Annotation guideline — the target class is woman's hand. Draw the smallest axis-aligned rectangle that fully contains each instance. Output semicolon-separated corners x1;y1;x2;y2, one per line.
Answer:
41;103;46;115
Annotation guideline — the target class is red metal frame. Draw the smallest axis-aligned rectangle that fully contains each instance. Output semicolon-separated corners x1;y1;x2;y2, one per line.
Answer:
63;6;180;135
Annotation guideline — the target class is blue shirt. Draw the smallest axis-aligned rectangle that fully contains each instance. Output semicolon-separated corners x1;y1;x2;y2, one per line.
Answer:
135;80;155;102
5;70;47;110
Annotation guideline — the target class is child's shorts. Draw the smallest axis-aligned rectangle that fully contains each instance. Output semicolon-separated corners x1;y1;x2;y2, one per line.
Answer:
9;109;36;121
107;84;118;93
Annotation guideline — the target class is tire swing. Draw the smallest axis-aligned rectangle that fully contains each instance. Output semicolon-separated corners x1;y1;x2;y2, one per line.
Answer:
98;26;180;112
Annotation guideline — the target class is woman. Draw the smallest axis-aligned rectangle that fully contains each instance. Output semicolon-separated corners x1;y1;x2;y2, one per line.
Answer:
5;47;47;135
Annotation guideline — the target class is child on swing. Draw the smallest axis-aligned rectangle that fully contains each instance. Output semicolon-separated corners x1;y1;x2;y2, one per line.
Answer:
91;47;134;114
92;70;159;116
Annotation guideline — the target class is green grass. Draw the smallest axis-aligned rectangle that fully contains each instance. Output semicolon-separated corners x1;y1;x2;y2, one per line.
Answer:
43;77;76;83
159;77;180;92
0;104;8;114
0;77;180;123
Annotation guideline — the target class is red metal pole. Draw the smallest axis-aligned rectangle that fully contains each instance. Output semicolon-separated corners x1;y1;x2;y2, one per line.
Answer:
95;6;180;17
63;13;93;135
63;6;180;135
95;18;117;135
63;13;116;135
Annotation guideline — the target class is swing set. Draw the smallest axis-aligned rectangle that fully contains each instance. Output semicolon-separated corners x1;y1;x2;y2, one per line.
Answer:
--
Reproduce all the items above word for word, line by line.

▶ Answer to the exercise:
Annotation guideline — the target class is woman's hand. Draw the smallest axis-aligned rectangle that fully contains each instance. Output semicolon-separated corners x1;y1;x2;y2, one per line.
Answer:
41;103;46;115
Annotation guideline — the target class is red metal frame. Draw the smallest axis-aligned rectangle that fully contains each instance. Output semicolon-separated corners x1;y1;x2;y2, one per line.
Answer:
63;6;180;135
Annotation guideline — the target class is blue shirt. Draw the smallest axis-aligned rectangle that fully contains each instance. Output semicolon-separated corners x1;y1;x2;y2, one per line.
Answer:
135;80;155;102
5;70;47;110
Annotation guideline — the target class is child's shorts. Draw the smallest axis-aligned rectangle that fully contains each instance. Output semicolon-separated corners x1;y1;x2;y2, one per line.
Answer:
9;109;36;121
107;84;118;93
Annotation guideline — the target class is tire swing. Draw the smallest axis-aligned rectangle that fully contains each instance. Output semicolon-separated corners x1;y1;x2;y2, one per line.
Answer:
98;26;180;112
Annotation guideline — the target class is woman. Draw the smallest axis-aligned rectangle that fully contains each instance. Output semicolon-separated corners x1;y1;x2;y2, one per line.
Answer:
5;47;47;135
Annotation guideline — the target class is child on swing. Draw the smallest axis-aligned rectangle that fully contains each instance. Output semicolon-separated corners x1;y1;x2;y2, one per line.
Answer:
91;47;134;114
92;70;159;116
Annotation guideline — the target class is green grass. Draw the smallest axis-aligned rectangle that fully contains each instance. Output semicolon-separated corners x1;y1;x2;y2, one per line.
Answer:
43;77;76;83
159;77;180;92
0;104;8;114
0;77;180;123
Annotation guideline — the target class is red metal pole. Draw the smallest axis-aligned rectangle that fully contains each instance. Output semicolon-separated corners x1;y1;x2;y2, one per line.
Answer:
95;6;180;17
63;13;93;135
63;6;180;135
95;18;117;135
63;13;116;135
Annotation guideline — the target class is swing set. Draw the smallest axis-aligned rectangle that fully contains each instance. Output semicolon-separated corners x1;y1;x2;y2, one per line.
Answer:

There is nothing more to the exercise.